■ Given exercise ■
Can you rewrite the records as a Markdown table with the columns Row and Line, beginning at the line that contains "of the plaza" and stopping after the last line of the records, with blank lines left out?
--- begin ---
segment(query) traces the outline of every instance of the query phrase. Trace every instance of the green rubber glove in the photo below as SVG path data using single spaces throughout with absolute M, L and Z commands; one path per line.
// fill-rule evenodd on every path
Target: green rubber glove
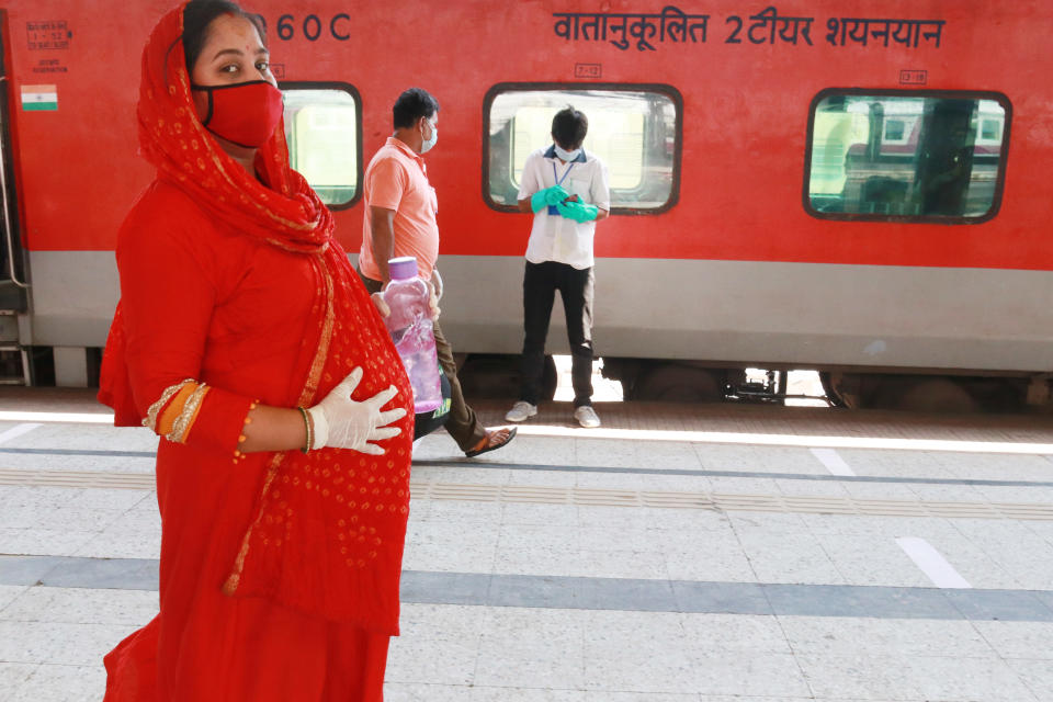
M 600 212 L 596 205 L 580 202 L 562 202 L 556 205 L 556 210 L 567 219 L 575 222 L 592 222 Z
M 544 190 L 539 190 L 536 193 L 530 196 L 530 208 L 534 211 L 534 214 L 536 214 L 548 205 L 556 205 L 569 196 L 570 193 L 565 191 L 559 185 L 545 188 Z

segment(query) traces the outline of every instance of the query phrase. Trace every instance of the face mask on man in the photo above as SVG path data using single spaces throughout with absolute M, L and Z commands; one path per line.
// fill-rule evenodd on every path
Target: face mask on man
M 421 145 L 420 145 L 420 152 L 421 152 L 421 154 L 426 154 L 427 151 L 430 151 L 430 150 L 431 150 L 431 147 L 433 147 L 433 146 L 435 145 L 435 141 L 439 140 L 439 127 L 437 127 L 435 125 L 433 125 L 433 124 L 431 123 L 431 120 L 429 120 L 428 117 L 424 117 L 424 122 L 427 122 L 427 123 L 428 123 L 428 126 L 431 127 L 431 138 L 430 138 L 430 139 L 424 139 L 423 143 L 421 143 Z M 423 136 L 423 135 L 421 135 L 421 136 Z
M 208 93 L 208 111 L 202 125 L 247 149 L 263 146 L 282 120 L 282 91 L 267 80 L 191 88 Z
M 559 145 L 556 144 L 555 141 L 553 141 L 552 145 L 553 145 L 553 147 L 555 147 L 555 149 L 556 149 L 556 156 L 558 156 L 559 158 L 562 158 L 563 160 L 565 160 L 565 161 L 567 161 L 567 162 L 570 162 L 570 161 L 573 161 L 574 159 L 578 158 L 578 156 L 581 154 L 581 149 L 580 149 L 580 148 L 574 149 L 573 151 L 568 151 L 567 149 L 563 148 L 562 146 L 559 146 Z

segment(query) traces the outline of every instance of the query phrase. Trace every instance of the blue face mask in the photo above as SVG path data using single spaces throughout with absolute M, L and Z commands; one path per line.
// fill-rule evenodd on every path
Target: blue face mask
M 574 149 L 573 151 L 568 151 L 567 149 L 563 148 L 558 144 L 553 143 L 552 146 L 556 149 L 556 156 L 567 161 L 568 163 L 574 159 L 578 158 L 578 156 L 580 156 L 581 154 L 581 149 Z
M 427 117 L 424 118 L 424 121 L 428 122 L 428 126 L 431 127 L 431 138 L 424 139 L 423 143 L 420 145 L 421 154 L 426 154 L 427 151 L 430 151 L 431 147 L 433 147 L 435 145 L 435 141 L 439 140 L 439 127 L 433 125 L 431 123 L 431 120 L 428 120 Z

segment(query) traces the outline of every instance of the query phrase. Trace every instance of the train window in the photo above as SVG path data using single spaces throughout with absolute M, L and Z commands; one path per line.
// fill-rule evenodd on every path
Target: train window
M 1009 117 L 998 93 L 824 91 L 812 103 L 805 208 L 833 219 L 989 219 Z
M 607 163 L 615 214 L 676 203 L 682 100 L 673 88 L 505 83 L 489 91 L 484 106 L 484 195 L 492 207 L 516 207 L 526 157 L 552 144 L 552 117 L 568 104 L 589 118 L 582 147 Z
M 350 207 L 358 195 L 361 101 L 343 83 L 283 82 L 288 158 L 321 201 Z

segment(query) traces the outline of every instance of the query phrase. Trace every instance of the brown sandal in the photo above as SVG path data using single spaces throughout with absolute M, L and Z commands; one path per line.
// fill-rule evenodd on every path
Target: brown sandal
M 487 451 L 494 451 L 495 449 L 500 449 L 501 446 L 503 446 L 509 441 L 516 438 L 517 431 L 518 429 L 516 427 L 512 427 L 511 429 L 495 429 L 494 431 L 487 431 L 486 435 L 479 440 L 479 443 L 475 444 L 475 446 L 471 451 L 465 451 L 464 455 L 468 456 L 469 458 L 474 458 L 475 456 L 482 455 Z M 498 441 L 494 443 L 494 439 L 502 432 L 507 434 L 505 437 L 505 440 L 501 441 L 500 439 L 498 439 Z

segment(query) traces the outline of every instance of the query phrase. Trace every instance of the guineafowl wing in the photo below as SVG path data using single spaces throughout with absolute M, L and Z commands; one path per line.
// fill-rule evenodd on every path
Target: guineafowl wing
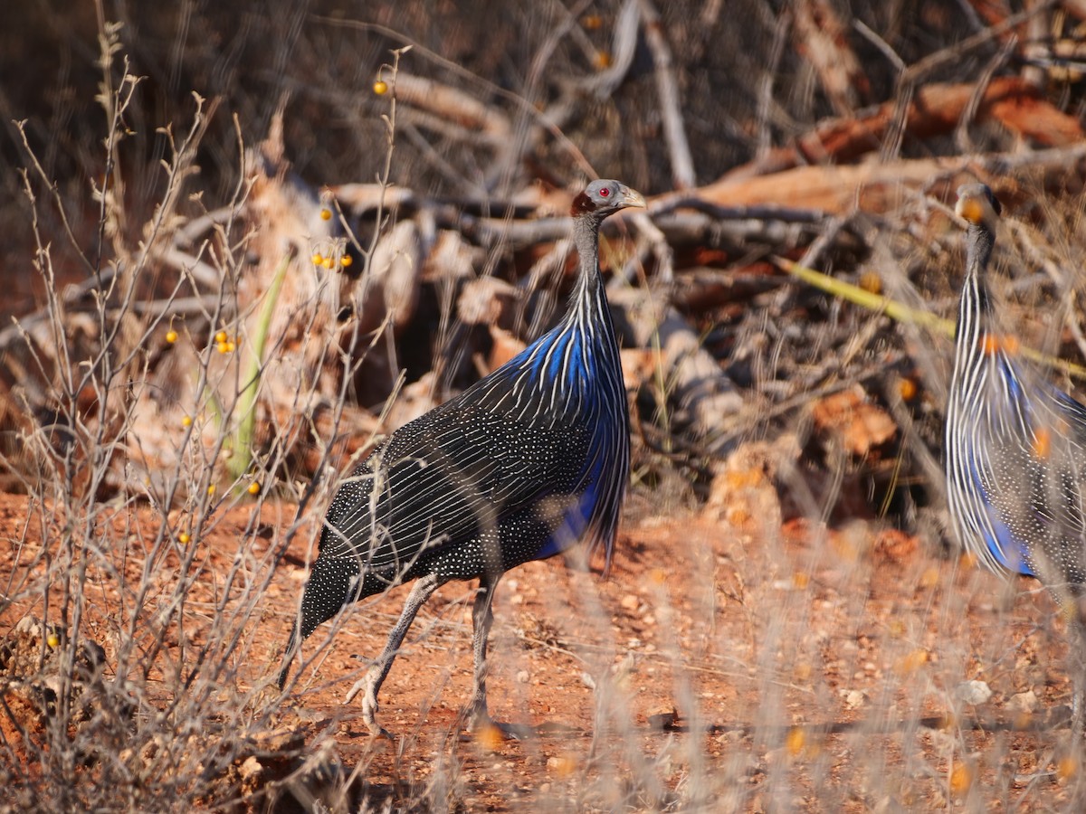
M 560 419 L 528 420 L 495 411 L 490 400 L 452 399 L 397 430 L 341 487 L 321 555 L 405 574 L 420 559 L 571 491 L 584 435 Z

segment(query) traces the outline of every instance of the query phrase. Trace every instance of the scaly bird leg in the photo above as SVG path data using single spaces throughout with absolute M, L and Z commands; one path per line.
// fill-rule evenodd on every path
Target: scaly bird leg
M 384 678 L 392 669 L 392 661 L 396 658 L 400 646 L 403 644 L 407 631 L 411 629 L 412 622 L 415 621 L 415 615 L 418 613 L 419 608 L 426 605 L 426 600 L 433 596 L 433 592 L 438 589 L 439 585 L 440 583 L 435 574 L 427 574 L 418 578 L 412 587 L 411 594 L 407 595 L 407 600 L 404 602 L 404 609 L 400 613 L 400 619 L 396 621 L 395 627 L 389 633 L 389 640 L 384 644 L 384 650 L 370 664 L 369 670 L 366 671 L 366 676 L 355 682 L 354 686 L 346 694 L 344 703 L 350 703 L 358 695 L 359 690 L 365 690 L 362 697 L 362 720 L 366 722 L 366 726 L 374 737 L 390 737 L 384 729 L 377 725 L 375 717 L 378 709 L 377 694 L 380 692 L 381 685 L 384 684 Z
M 494 588 L 501 574 L 494 577 L 479 578 L 479 592 L 476 594 L 475 606 L 471 608 L 472 640 L 475 654 L 475 695 L 471 698 L 469 728 L 482 729 L 493 726 L 490 712 L 487 710 L 487 639 L 494 624 Z

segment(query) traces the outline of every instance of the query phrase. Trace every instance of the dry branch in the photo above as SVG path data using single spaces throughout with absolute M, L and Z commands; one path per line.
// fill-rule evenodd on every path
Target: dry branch
M 634 347 L 658 348 L 657 374 L 665 397 L 690 423 L 695 437 L 725 434 L 743 407 L 735 385 L 724 376 L 702 339 L 680 314 L 652 292 L 637 289 L 610 292 L 611 306 L 621 309 Z
M 818 73 L 837 115 L 850 115 L 867 101 L 871 88 L 848 44 L 848 27 L 828 0 L 796 0 L 792 10 L 797 50 Z
M 397 101 L 429 111 L 488 143 L 504 145 L 512 138 L 513 128 L 502 111 L 457 88 L 401 71 L 393 92 Z
M 977 176 L 990 180 L 992 175 L 1011 169 L 1032 170 L 1053 179 L 1066 179 L 1083 171 L 1081 165 L 1084 161 L 1086 142 L 1014 155 L 795 167 L 774 175 L 755 177 L 728 175 L 693 194 L 720 206 L 776 203 L 834 215 L 856 208 L 883 213 L 898 206 L 913 191 L 929 188 L 936 180 L 942 180 L 947 190 L 952 190 L 965 180 L 975 180 Z M 666 202 L 668 198 L 657 200 Z
M 929 85 L 909 104 L 905 133 L 927 139 L 951 132 L 973 97 L 975 86 Z M 880 150 L 894 124 L 895 102 L 886 102 L 858 118 L 826 122 L 792 144 L 732 169 L 722 180 L 770 175 L 805 164 L 842 164 Z M 995 120 L 1021 138 L 1045 147 L 1083 141 L 1082 124 L 1058 111 L 1019 77 L 999 77 L 985 89 L 976 106 L 977 120 Z

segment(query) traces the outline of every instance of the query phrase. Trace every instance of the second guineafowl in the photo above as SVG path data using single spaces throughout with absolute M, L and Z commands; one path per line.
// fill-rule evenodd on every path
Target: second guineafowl
M 400 428 L 345 481 L 287 644 L 279 687 L 302 639 L 345 606 L 415 581 L 384 650 L 348 696 L 377 695 L 419 608 L 450 580 L 479 580 L 472 609 L 472 723 L 489 723 L 487 639 L 502 574 L 579 539 L 609 562 L 629 478 L 629 414 L 599 274 L 608 215 L 644 206 L 611 180 L 573 200 L 580 274 L 561 321 L 457 397 Z
M 1045 381 L 999 330 L 985 275 L 1000 206 L 958 190 L 969 222 L 946 412 L 947 499 L 962 546 L 1031 574 L 1073 614 L 1086 590 L 1086 408 Z

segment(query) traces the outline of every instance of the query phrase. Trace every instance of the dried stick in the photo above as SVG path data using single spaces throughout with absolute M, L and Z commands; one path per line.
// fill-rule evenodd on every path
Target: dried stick
M 672 69 L 671 49 L 660 29 L 660 15 L 652 0 L 641 0 L 641 15 L 645 23 L 645 41 L 656 64 L 656 92 L 660 98 L 660 118 L 664 120 L 664 138 L 668 142 L 671 156 L 671 179 L 677 189 L 690 189 L 696 182 L 694 158 L 686 140 L 686 128 L 682 119 L 679 100 L 679 85 Z

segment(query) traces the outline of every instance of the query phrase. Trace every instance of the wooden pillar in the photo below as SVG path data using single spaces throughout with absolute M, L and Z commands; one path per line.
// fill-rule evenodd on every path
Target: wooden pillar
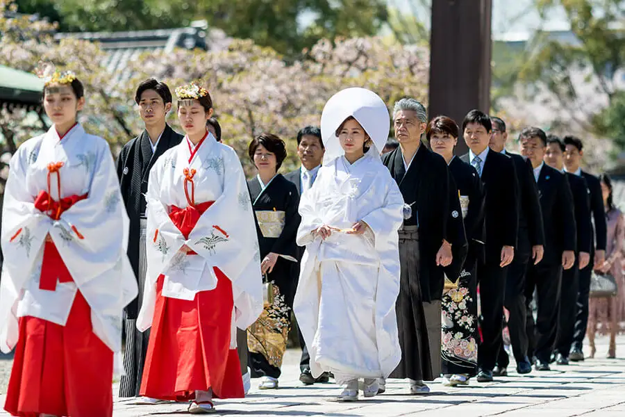
M 461 129 L 469 111 L 490 111 L 491 11 L 492 0 L 432 1 L 430 118 L 445 115 Z M 460 139 L 456 154 L 467 149 Z

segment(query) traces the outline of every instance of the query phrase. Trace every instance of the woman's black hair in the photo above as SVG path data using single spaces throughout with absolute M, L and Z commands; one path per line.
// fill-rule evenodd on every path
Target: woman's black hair
M 360 124 L 360 122 L 356 120 L 356 117 L 354 117 L 353 116 L 349 116 L 349 117 L 343 120 L 343 122 L 339 125 L 338 128 L 334 132 L 334 136 L 338 138 L 339 135 L 341 133 L 341 131 L 343 130 L 343 126 L 345 126 L 345 124 L 350 120 L 356 120 L 358 124 Z M 362 124 L 360 124 L 360 127 L 362 127 Z M 369 145 L 369 141 L 372 141 L 372 139 L 371 138 L 371 136 L 369 136 L 369 133 L 367 133 L 367 131 L 365 130 L 364 127 L 362 127 L 362 130 L 365 131 L 365 135 L 367 138 L 369 138 L 369 140 L 365 140 L 362 144 L 362 152 L 366 154 L 369 151 L 369 148 L 371 148 L 371 146 Z
M 72 81 L 69 84 L 70 87 L 72 87 L 72 90 L 74 92 L 74 95 L 76 96 L 76 99 L 80 99 L 81 98 L 85 97 L 85 87 L 83 85 L 83 83 L 78 79 L 74 79 L 74 81 Z M 42 92 L 42 97 L 46 97 L 46 90 L 49 88 L 49 86 L 44 86 Z
M 256 153 L 256 149 L 261 145 L 265 149 L 276 155 L 276 171 L 277 172 L 286 158 L 286 146 L 284 145 L 284 140 L 273 133 L 261 133 L 256 136 L 249 142 L 247 149 L 248 155 L 252 162 L 254 161 L 254 154 Z
M 599 175 L 599 181 L 606 184 L 606 186 L 608 187 L 608 189 L 610 190 L 610 193 L 608 195 L 608 201 L 606 202 L 606 204 L 608 206 L 608 210 L 606 210 L 607 213 L 610 213 L 615 208 L 616 206 L 614 205 L 614 199 L 612 198 L 612 180 L 610 179 L 610 176 L 607 174 L 601 174 Z

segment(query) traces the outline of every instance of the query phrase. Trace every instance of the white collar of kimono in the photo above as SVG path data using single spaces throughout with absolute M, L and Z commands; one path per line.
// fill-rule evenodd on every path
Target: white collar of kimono
M 208 134 L 206 135 L 206 138 L 203 140 L 200 140 L 198 142 L 198 145 L 203 145 L 204 146 L 209 145 L 212 146 L 214 144 L 217 143 L 217 139 L 215 138 L 215 136 L 212 136 L 212 133 L 206 131 Z M 186 139 L 188 146 L 185 147 L 188 148 L 190 149 L 190 161 L 189 163 L 191 163 L 193 160 L 195 158 L 196 147 L 197 147 L 197 145 L 194 145 L 191 140 L 189 139 L 189 136 L 185 136 L 185 139 Z
M 162 133 L 165 133 L 165 129 L 162 129 L 162 131 L 160 132 L 160 135 L 158 135 L 158 139 L 156 140 L 156 143 L 152 143 L 152 140 L 150 139 L 150 136 L 148 135 L 148 140 L 150 141 L 150 147 L 152 148 L 153 154 L 156 152 L 156 147 L 158 146 L 158 142 L 160 142 L 160 138 L 161 138 L 161 136 L 162 136 Z
M 67 140 L 67 139 L 76 133 L 84 134 L 85 129 L 83 127 L 83 125 L 80 123 L 76 122 L 76 124 L 72 126 L 72 128 L 65 132 L 65 134 L 63 135 L 63 137 L 61 138 L 58 136 L 58 132 L 56 131 L 56 126 L 53 124 L 49 129 L 48 129 L 48 133 L 51 135 L 52 138 L 56 140 L 57 142 L 60 142 L 62 140 Z
M 272 179 L 269 181 L 268 183 L 267 183 L 267 185 L 265 185 L 265 183 L 262 183 L 262 180 L 260 179 L 260 174 L 256 174 L 256 179 L 258 180 L 258 183 L 260 184 L 260 188 L 263 191 L 265 191 L 265 189 L 267 188 L 270 183 L 272 183 L 272 181 L 274 181 L 274 179 L 276 178 L 276 177 L 278 177 L 278 174 L 276 174 L 275 175 L 272 177 Z
M 328 100 L 322 113 L 322 140 L 326 148 L 323 165 L 329 163 L 345 152 L 341 147 L 336 129 L 349 117 L 356 119 L 373 143 L 367 154 L 375 154 L 380 159 L 380 152 L 388 138 L 390 117 L 386 104 L 374 92 L 360 88 L 342 90 Z

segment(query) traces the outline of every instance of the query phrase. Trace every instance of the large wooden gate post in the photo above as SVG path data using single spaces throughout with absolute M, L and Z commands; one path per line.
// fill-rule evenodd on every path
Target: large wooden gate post
M 432 0 L 430 118 L 490 110 L 492 0 Z M 462 132 L 460 132 L 462 136 Z M 458 140 L 456 153 L 467 146 Z

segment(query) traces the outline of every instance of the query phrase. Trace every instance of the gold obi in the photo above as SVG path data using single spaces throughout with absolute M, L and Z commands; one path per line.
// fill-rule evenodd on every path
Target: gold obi
M 467 212 L 469 211 L 469 196 L 458 195 L 460 201 L 460 208 L 462 210 L 462 218 L 467 217 Z
M 458 288 L 458 281 L 456 283 L 451 282 L 449 278 L 447 278 L 447 275 L 445 274 L 445 286 L 443 287 L 444 290 L 455 290 Z
M 256 220 L 263 238 L 279 238 L 284 229 L 284 211 L 257 210 Z

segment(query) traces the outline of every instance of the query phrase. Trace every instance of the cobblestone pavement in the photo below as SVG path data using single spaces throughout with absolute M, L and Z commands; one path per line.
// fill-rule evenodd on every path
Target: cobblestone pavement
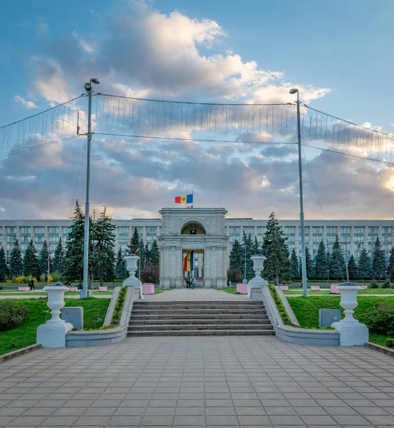
M 0 364 L 0 426 L 394 427 L 394 360 L 276 337 L 140 337 Z
M 247 295 L 234 295 L 212 288 L 179 288 L 156 295 L 144 295 L 145 302 L 214 302 L 221 300 L 249 300 Z

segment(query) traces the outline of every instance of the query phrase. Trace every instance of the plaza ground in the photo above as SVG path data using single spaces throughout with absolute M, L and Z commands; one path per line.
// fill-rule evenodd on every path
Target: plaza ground
M 394 426 L 394 360 L 276 337 L 140 337 L 0 364 L 0 427 Z

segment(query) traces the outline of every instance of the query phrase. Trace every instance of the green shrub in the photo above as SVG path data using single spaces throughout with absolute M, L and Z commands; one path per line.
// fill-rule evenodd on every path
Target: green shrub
--- end ---
■ Response ■
| Row | Line |
|---|---|
| 1 | segment(query) traces the outline of every instance of the query phrase. Trace every instance of the plaza ground in the photo above as SVG path data using single spaces throughout with absolute M, L and Z commands; one path per line. |
| 2 | // fill-rule evenodd on every path |
| 3 | Target: plaza ground |
| 4 | M 394 426 L 394 360 L 276 337 L 140 337 L 0 364 L 0 427 Z |
| 5 | segment(query) traces the outline of every instance of the query phrase. Trace every instance of the green shrub in the photo above as SVG path data using single spaces throughout with absolute M, L and Z commands; one path per line. |
| 6 | // fill-rule evenodd on every path |
| 7 | Target: green shrub |